_Exercise inputs:_
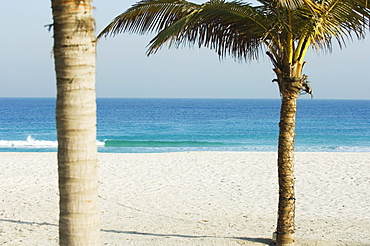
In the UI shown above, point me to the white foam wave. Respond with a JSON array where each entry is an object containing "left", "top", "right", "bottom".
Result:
[{"left": 0, "top": 136, "right": 104, "bottom": 148}]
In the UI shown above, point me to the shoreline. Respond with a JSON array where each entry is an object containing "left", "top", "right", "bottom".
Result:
[{"left": 0, "top": 151, "right": 370, "bottom": 246}]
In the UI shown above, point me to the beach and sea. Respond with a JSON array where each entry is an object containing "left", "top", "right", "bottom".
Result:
[{"left": 0, "top": 98, "right": 370, "bottom": 246}]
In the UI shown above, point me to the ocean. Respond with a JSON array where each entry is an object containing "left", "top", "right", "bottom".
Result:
[{"left": 0, "top": 98, "right": 370, "bottom": 153}]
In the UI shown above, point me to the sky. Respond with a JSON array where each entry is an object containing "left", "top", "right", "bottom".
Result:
[{"left": 0, "top": 0, "right": 370, "bottom": 99}]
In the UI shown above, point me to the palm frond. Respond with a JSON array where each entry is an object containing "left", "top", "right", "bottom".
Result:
[
  {"left": 98, "top": 0, "right": 200, "bottom": 38},
  {"left": 148, "top": 0, "right": 270, "bottom": 60}
]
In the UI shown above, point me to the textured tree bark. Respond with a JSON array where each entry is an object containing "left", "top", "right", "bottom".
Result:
[
  {"left": 274, "top": 61, "right": 304, "bottom": 246},
  {"left": 276, "top": 94, "right": 297, "bottom": 246},
  {"left": 52, "top": 0, "right": 100, "bottom": 246}
]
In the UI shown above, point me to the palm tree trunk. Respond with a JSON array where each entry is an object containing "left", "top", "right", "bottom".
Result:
[
  {"left": 274, "top": 61, "right": 308, "bottom": 246},
  {"left": 276, "top": 96, "right": 297, "bottom": 246},
  {"left": 52, "top": 0, "right": 100, "bottom": 245}
]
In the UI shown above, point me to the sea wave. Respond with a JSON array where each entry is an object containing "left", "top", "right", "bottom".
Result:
[
  {"left": 0, "top": 135, "right": 104, "bottom": 148},
  {"left": 104, "top": 140, "right": 238, "bottom": 148}
]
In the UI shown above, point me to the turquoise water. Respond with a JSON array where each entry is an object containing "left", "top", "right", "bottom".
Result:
[{"left": 0, "top": 98, "right": 370, "bottom": 153}]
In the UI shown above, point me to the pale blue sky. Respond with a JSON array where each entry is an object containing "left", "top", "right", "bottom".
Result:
[{"left": 0, "top": 0, "right": 370, "bottom": 99}]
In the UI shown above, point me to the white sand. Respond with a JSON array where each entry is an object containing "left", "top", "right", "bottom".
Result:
[{"left": 0, "top": 152, "right": 370, "bottom": 246}]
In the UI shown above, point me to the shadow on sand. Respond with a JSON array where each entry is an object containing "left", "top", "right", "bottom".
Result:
[{"left": 0, "top": 219, "right": 274, "bottom": 245}]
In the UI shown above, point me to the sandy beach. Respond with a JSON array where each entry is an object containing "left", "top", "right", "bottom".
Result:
[{"left": 0, "top": 152, "right": 370, "bottom": 246}]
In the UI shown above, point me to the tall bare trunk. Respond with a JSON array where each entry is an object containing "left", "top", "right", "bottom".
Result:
[
  {"left": 274, "top": 61, "right": 304, "bottom": 246},
  {"left": 276, "top": 97, "right": 297, "bottom": 246},
  {"left": 52, "top": 0, "right": 100, "bottom": 246}
]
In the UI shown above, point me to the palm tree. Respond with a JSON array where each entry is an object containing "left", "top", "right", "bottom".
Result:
[
  {"left": 51, "top": 0, "right": 100, "bottom": 246},
  {"left": 98, "top": 0, "right": 370, "bottom": 245}
]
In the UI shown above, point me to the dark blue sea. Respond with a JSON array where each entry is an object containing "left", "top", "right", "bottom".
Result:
[{"left": 0, "top": 98, "right": 370, "bottom": 153}]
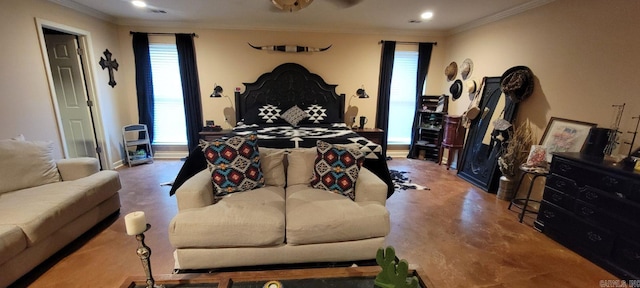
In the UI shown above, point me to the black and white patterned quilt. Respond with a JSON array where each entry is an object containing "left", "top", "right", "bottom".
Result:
[
  {"left": 230, "top": 123, "right": 383, "bottom": 159},
  {"left": 169, "top": 123, "right": 394, "bottom": 197}
]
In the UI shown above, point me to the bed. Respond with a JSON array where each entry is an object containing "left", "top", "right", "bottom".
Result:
[{"left": 170, "top": 63, "right": 393, "bottom": 197}]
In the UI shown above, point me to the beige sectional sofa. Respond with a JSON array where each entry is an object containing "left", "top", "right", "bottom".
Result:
[
  {"left": 169, "top": 147, "right": 390, "bottom": 270},
  {"left": 0, "top": 140, "right": 121, "bottom": 287}
]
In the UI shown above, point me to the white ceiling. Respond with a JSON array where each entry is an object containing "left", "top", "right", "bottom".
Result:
[{"left": 49, "top": 0, "right": 553, "bottom": 34}]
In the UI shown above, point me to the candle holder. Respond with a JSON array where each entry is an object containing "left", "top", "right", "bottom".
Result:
[{"left": 131, "top": 223, "right": 164, "bottom": 288}]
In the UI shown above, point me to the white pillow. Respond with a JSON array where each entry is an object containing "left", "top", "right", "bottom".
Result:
[
  {"left": 280, "top": 105, "right": 309, "bottom": 127},
  {"left": 0, "top": 140, "right": 60, "bottom": 193}
]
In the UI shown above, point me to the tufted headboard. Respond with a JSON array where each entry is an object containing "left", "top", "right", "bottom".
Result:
[{"left": 235, "top": 63, "right": 345, "bottom": 124}]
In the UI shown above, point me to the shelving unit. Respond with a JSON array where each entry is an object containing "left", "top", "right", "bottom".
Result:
[
  {"left": 122, "top": 124, "right": 153, "bottom": 167},
  {"left": 409, "top": 95, "right": 449, "bottom": 161}
]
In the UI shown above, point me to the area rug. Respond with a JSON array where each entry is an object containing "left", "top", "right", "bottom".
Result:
[{"left": 389, "top": 169, "right": 431, "bottom": 191}]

_Task to complete:_
All entries must be written out again exactly as given, with no pictures in the copy.

_Exercise result:_
In the UI shown above, point me to the white foam wave. Respond with a JSON array where each entry is an object containing "left", "top", "right", "bottom".
Result:
[{"left": 0, "top": 136, "right": 104, "bottom": 148}]
In the UI shown above, point me to the shoreline. Respond with a JSON array where each entry is an object containing "left", "top", "right", "bottom".
Result:
[{"left": 0, "top": 151, "right": 370, "bottom": 246}]
In the UI shown above, point me to the beach and sea. Respond with a JSON array where each entry is an object containing "left", "top", "right", "bottom".
Result:
[{"left": 0, "top": 98, "right": 370, "bottom": 246}]
In the UI shown above, point me to the ocean. Respond with a JSON array where each entry is an object containing "left", "top", "right", "bottom".
Result:
[{"left": 0, "top": 98, "right": 370, "bottom": 153}]
In the UI shown above, point me to the sky. Respond with a JSON array where each entry is an object containing "left", "top", "right", "bottom".
Result:
[{"left": 0, "top": 0, "right": 370, "bottom": 99}]
In the UI shown above, point me to the palm frond. Respond with a JSON array where each entry is an object containing "left", "top", "right", "bottom".
Result:
[
  {"left": 98, "top": 0, "right": 200, "bottom": 38},
  {"left": 148, "top": 0, "right": 270, "bottom": 60}
]
In the UI shown above, point me to the textured tree bark. Respond with a JSON array where each entry is an object containing "left", "top", "right", "bottom".
Result:
[
  {"left": 274, "top": 61, "right": 304, "bottom": 246},
  {"left": 276, "top": 94, "right": 297, "bottom": 246},
  {"left": 52, "top": 0, "right": 100, "bottom": 246}
]
In the UI shown above, point me to the palm tree trunk. Respond with a JSON array where each entry is an object containing "left", "top", "right", "bottom".
Result:
[
  {"left": 274, "top": 61, "right": 308, "bottom": 246},
  {"left": 276, "top": 96, "right": 297, "bottom": 246},
  {"left": 52, "top": 0, "right": 100, "bottom": 245}
]
In the UI shown above, point me to the sea wave. Respond with a JSON array where each entry is an object containing "left", "top", "right", "bottom".
Result:
[
  {"left": 0, "top": 135, "right": 104, "bottom": 148},
  {"left": 104, "top": 140, "right": 238, "bottom": 148}
]
In the UI shown above, point me to the turquoise water. Respond with a JSON array where each entry is an object containing "left", "top", "right", "bottom".
Result:
[{"left": 0, "top": 98, "right": 370, "bottom": 153}]
In the UI shown above, point me to the pale blue sky. Respond with a JSON array where each entry is an object containing "left", "top", "right", "bottom".
Result:
[{"left": 0, "top": 0, "right": 370, "bottom": 99}]
In the UI shown above, point me to the white sand. Respond with a JSON array where each entry is an object containing "left", "top", "right", "bottom".
Result:
[{"left": 0, "top": 152, "right": 370, "bottom": 246}]
In the UI shown above, point me to the shadow on sand. Respond with a JSON array where each entry is an object containing "left", "top", "right", "bottom".
Result:
[{"left": 0, "top": 219, "right": 274, "bottom": 245}]
In the UI shown above, point me to the sandy beach. Respond with a JSON array where each entry is an object containing "left", "top", "right", "bottom".
Result:
[{"left": 0, "top": 152, "right": 370, "bottom": 246}]
In the UI shown above, point me to the tall bare trunk. Respond with a JSON array where each entry is an object containing "left", "top", "right", "bottom".
Result:
[
  {"left": 274, "top": 61, "right": 304, "bottom": 246},
  {"left": 276, "top": 97, "right": 297, "bottom": 246},
  {"left": 52, "top": 0, "right": 100, "bottom": 246}
]
In the UI shown above, point me to the palm tree. Respond with a JSON array where each entry is an object containing "left", "top", "right", "bottom".
Result:
[
  {"left": 51, "top": 0, "right": 100, "bottom": 246},
  {"left": 98, "top": 0, "right": 370, "bottom": 245}
]
In the UI shown above, point me to the dark blue sea. Respond with a JSON array where each entry is an object containing "left", "top", "right", "bottom".
Result:
[{"left": 0, "top": 98, "right": 370, "bottom": 153}]
In the UI shown above, point me to the black and white patterned quilt. Respond with a JSON array where each entry is an object containing "left", "top", "right", "bottom".
Result:
[
  {"left": 230, "top": 123, "right": 383, "bottom": 159},
  {"left": 169, "top": 123, "right": 394, "bottom": 197}
]
In the UI shown above, point me to the bed. Respond with a JSON array where each entry is an object containing "left", "top", "right", "bottom".
Result:
[{"left": 170, "top": 63, "right": 393, "bottom": 197}]
In the UI shown above, point me to the beige sectional sofa. Respond with a JSON array where each entry is an object containing "left", "top", "right", "bottom".
Result:
[
  {"left": 169, "top": 147, "right": 390, "bottom": 270},
  {"left": 0, "top": 140, "right": 121, "bottom": 287}
]
In the UI shown above, point me to the white ceiling. Respond with a JSON array where each entry is an object containing "left", "top", "right", "bottom".
Result:
[{"left": 49, "top": 0, "right": 553, "bottom": 34}]
In the UI shown above, point me to the candle holder. Respond with a JSON array where each entry is an object containing "left", "top", "right", "bottom".
Result:
[{"left": 131, "top": 223, "right": 164, "bottom": 288}]
In the UI shown above, point me to the white pillow. Respond with a JSON array where each entry is an object containing "left", "top", "right", "bottom".
Result:
[
  {"left": 280, "top": 105, "right": 309, "bottom": 127},
  {"left": 0, "top": 140, "right": 60, "bottom": 193}
]
In the UI shown above, point me to the tufted headboard. Respond with a JSON array where each entry is an object containing "left", "top", "right", "bottom".
Result:
[{"left": 235, "top": 63, "right": 345, "bottom": 124}]
In the UI shown above, point me to the shelving unit. Respond with a JSON array where each entry is an object containing "left", "top", "right", "bottom".
Result:
[
  {"left": 122, "top": 124, "right": 153, "bottom": 167},
  {"left": 409, "top": 95, "right": 449, "bottom": 161}
]
In the UI shown above, point me to the area rug. Respond with a JSON array where each entry is an object containing "left", "top", "right", "bottom".
Result:
[{"left": 389, "top": 169, "right": 431, "bottom": 191}]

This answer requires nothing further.